* _REQUIRED WORK_
Each of the following records is to be output exactly.

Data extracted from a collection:
Content starts

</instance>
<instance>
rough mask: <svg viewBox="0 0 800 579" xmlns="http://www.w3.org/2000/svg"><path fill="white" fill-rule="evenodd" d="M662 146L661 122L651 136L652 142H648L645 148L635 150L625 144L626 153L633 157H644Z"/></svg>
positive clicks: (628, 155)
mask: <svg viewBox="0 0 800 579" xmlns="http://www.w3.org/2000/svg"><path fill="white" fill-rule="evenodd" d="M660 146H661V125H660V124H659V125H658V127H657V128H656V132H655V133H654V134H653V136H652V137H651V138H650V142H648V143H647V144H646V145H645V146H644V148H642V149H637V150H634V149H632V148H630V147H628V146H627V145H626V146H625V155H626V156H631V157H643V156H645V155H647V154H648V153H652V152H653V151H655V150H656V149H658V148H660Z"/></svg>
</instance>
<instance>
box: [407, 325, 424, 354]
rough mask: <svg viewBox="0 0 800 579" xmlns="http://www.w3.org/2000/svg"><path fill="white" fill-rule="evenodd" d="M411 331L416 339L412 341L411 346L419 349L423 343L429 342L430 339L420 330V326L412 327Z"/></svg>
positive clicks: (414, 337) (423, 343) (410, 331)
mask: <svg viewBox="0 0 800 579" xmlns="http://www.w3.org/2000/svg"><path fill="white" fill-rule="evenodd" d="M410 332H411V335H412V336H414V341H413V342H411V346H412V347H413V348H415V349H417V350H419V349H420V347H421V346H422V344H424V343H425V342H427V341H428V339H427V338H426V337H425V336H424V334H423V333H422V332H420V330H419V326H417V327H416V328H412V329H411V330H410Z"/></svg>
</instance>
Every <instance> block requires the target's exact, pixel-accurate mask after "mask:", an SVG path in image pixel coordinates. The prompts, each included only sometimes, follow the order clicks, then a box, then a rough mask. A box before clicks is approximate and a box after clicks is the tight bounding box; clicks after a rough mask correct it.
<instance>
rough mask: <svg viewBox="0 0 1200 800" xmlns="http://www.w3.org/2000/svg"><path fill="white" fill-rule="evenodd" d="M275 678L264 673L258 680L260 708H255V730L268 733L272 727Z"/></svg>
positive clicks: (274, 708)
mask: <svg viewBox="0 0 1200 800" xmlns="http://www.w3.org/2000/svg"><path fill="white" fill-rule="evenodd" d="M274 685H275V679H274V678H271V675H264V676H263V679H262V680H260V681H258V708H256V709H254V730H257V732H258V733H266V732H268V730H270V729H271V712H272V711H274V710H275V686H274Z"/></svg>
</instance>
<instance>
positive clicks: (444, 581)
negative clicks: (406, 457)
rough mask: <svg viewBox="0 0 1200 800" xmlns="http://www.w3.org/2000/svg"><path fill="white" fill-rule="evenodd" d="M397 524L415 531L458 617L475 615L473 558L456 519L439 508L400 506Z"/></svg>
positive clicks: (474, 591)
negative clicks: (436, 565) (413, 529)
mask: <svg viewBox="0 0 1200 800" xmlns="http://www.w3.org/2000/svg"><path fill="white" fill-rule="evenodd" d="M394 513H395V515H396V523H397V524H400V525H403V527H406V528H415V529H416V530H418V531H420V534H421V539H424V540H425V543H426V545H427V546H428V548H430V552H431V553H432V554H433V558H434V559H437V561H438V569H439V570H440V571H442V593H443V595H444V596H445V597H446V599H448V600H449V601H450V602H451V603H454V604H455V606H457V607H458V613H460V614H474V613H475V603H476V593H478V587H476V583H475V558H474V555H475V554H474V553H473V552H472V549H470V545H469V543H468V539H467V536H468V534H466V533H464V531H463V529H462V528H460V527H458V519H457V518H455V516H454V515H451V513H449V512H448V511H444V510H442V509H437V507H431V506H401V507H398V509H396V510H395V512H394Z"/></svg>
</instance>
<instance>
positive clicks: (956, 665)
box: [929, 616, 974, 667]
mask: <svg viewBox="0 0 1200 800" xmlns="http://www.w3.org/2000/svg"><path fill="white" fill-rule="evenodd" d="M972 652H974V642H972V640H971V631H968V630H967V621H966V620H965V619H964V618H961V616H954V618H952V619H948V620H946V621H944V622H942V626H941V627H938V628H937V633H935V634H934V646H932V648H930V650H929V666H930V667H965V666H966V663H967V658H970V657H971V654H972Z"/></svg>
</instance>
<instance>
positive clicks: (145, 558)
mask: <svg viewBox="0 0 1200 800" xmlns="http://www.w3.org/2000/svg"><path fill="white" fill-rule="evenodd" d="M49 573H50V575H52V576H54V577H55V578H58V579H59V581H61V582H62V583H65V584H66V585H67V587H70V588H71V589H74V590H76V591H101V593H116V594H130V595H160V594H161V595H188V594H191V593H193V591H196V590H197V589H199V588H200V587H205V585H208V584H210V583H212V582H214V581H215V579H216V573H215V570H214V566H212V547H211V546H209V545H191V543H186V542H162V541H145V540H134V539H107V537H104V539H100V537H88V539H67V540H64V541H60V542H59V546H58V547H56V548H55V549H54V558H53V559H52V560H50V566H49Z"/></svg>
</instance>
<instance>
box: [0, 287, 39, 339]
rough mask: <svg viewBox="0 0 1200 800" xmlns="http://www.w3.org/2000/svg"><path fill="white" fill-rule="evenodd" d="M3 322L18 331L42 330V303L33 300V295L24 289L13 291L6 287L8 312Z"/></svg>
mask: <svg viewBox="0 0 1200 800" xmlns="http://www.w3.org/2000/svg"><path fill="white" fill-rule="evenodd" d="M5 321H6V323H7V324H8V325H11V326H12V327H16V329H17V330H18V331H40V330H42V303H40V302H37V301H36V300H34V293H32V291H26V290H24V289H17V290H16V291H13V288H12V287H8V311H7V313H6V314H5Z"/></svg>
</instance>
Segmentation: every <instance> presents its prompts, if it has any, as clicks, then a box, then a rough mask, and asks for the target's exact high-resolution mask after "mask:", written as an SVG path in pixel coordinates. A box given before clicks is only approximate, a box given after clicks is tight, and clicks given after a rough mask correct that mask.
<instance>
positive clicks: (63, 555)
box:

Content ends

* _ANSWER_
</instance>
<instance>
rough mask: <svg viewBox="0 0 800 579" xmlns="http://www.w3.org/2000/svg"><path fill="white" fill-rule="evenodd" d="M662 146L661 122L651 136L652 142H648L645 148L635 150L625 144L626 153L633 157H644Z"/></svg>
positive clicks: (628, 155)
mask: <svg viewBox="0 0 800 579" xmlns="http://www.w3.org/2000/svg"><path fill="white" fill-rule="evenodd" d="M660 146H661V125H660V124H659V125H658V127H657V128H656V132H655V133H654V134H653V136H652V137H651V138H650V142H648V143H647V144H646V145H645V146H644V148H642V149H637V150H634V149H632V148H630V147H628V146H627V145H626V146H625V155H626V156H631V157H643V156H645V155H647V154H648V153H652V152H653V151H655V150H656V149H658V148H660Z"/></svg>
</instance>
<instance>
box: [407, 325, 424, 354]
rough mask: <svg viewBox="0 0 800 579" xmlns="http://www.w3.org/2000/svg"><path fill="white" fill-rule="evenodd" d="M411 331L416 339L412 341L411 346L419 349L423 343L429 342L430 339L420 330V326L412 327Z"/></svg>
positive clicks: (414, 337) (423, 343) (410, 331)
mask: <svg viewBox="0 0 800 579" xmlns="http://www.w3.org/2000/svg"><path fill="white" fill-rule="evenodd" d="M410 332H411V335H412V336H414V341H413V342H411V346H412V347H413V348H415V349H417V350H419V349H420V347H421V346H422V344H424V343H425V342H427V341H428V339H427V338H426V337H425V336H424V334H423V333H422V332H420V330H419V326H417V327H416V328H412V329H411V330H410Z"/></svg>
</instance>
Every <instance> block requires the target's exact, pixel-accurate mask after "mask:", an SVG path in image pixel coordinates. The prompts, each included only sometimes, follow the order clicks, then a box, then a rough mask. A box before clicks is approximate and a box after clicks is the tight bounding box; clicks after a rough mask correct it.
<instance>
rough mask: <svg viewBox="0 0 1200 800" xmlns="http://www.w3.org/2000/svg"><path fill="white" fill-rule="evenodd" d="M275 678L264 673L258 680L260 708H255V730L268 733L272 727Z"/></svg>
positive clicks: (274, 708)
mask: <svg viewBox="0 0 1200 800" xmlns="http://www.w3.org/2000/svg"><path fill="white" fill-rule="evenodd" d="M274 685H275V679H274V678H271V675H264V676H263V679H262V680H260V681H258V708H256V709H254V730H257V732H258V733H266V732H268V730H270V729H271V712H272V711H274V710H275V686H274Z"/></svg>
</instance>
<instance>
positive clicks: (444, 581)
negative clicks: (406, 457)
rough mask: <svg viewBox="0 0 1200 800" xmlns="http://www.w3.org/2000/svg"><path fill="white" fill-rule="evenodd" d="M397 524L415 531L458 617L475 615L473 558L456 519L439 508L400 506Z"/></svg>
positive clicks: (474, 591)
negative clicks: (436, 565) (413, 529)
mask: <svg viewBox="0 0 1200 800" xmlns="http://www.w3.org/2000/svg"><path fill="white" fill-rule="evenodd" d="M394 513H395V515H396V523H397V524H400V525H403V527H406V528H415V529H416V530H418V531H420V534H421V539H424V540H425V543H426V545H427V546H428V548H430V552H431V553H432V554H433V558H434V559H437V561H438V569H439V570H440V571H442V593H443V595H444V596H445V597H446V599H448V600H449V601H450V602H451V603H454V604H455V606H457V607H458V613H460V614H474V613H475V603H476V593H478V587H476V583H475V558H474V555H475V554H474V553H473V552H472V549H470V545H469V543H468V539H467V536H468V534H466V533H464V531H463V529H462V528H460V527H458V519H457V518H455V516H454V515H451V513H449V512H448V511H444V510H442V509H437V507H431V506H401V507H398V509H396V510H395V512H394Z"/></svg>
</instance>
<instance>
positive clicks: (956, 665)
box: [929, 616, 974, 667]
mask: <svg viewBox="0 0 1200 800" xmlns="http://www.w3.org/2000/svg"><path fill="white" fill-rule="evenodd" d="M972 652H974V642H972V640H971V631H968V630H967V621H966V620H965V619H964V618H961V616H954V618H952V619H948V620H946V621H944V622H942V626H941V627H938V628H937V633H935V634H934V646H932V648H930V650H929V666H930V667H965V666H966V663H967V658H970V657H971V654H972Z"/></svg>
</instance>
<instance>
positive clicks: (145, 558)
mask: <svg viewBox="0 0 1200 800" xmlns="http://www.w3.org/2000/svg"><path fill="white" fill-rule="evenodd" d="M49 573H50V575H52V576H54V577H55V578H58V579H59V581H61V582H62V583H65V584H66V585H67V587H70V588H71V589H74V590H76V591H101V593H116V594H130V595H160V594H161V595H188V594H191V593H193V591H196V590H197V589H199V588H200V587H205V585H208V584H210V583H212V582H214V581H215V579H216V573H215V570H214V566H212V547H211V546H209V545H191V543H186V542H162V541H145V540H134V539H107V537H104V539H100V537H88V539H67V540H64V541H60V542H59V546H58V547H56V548H55V549H54V558H53V559H52V560H50V566H49Z"/></svg>
</instance>
<instance>
box: [0, 287, 39, 339]
rough mask: <svg viewBox="0 0 1200 800" xmlns="http://www.w3.org/2000/svg"><path fill="white" fill-rule="evenodd" d="M3 322L18 331L42 330V303L33 300V295L24 289L13 291L6 287L8 312Z"/></svg>
mask: <svg viewBox="0 0 1200 800" xmlns="http://www.w3.org/2000/svg"><path fill="white" fill-rule="evenodd" d="M5 321H6V323H7V324H8V325H11V326H12V327H16V329H17V330H18V331H40V330H42V303H40V302H37V301H36V300H34V293H32V291H26V290H24V289H17V290H16V291H13V288H12V287H8V311H7V313H6V314H5Z"/></svg>
</instance>
Segmentation: every <instance> presents its prompts, if it has any, as clicks, then a box, then a rough mask, and asks for the target's exact high-resolution mask after "mask:", written as an SVG path in pixel coordinates. A box given before clicks is only approximate, a box given after clicks is tight, and clicks given after a rough mask correct that mask.
<instance>
positive clicks: (63, 555)
box:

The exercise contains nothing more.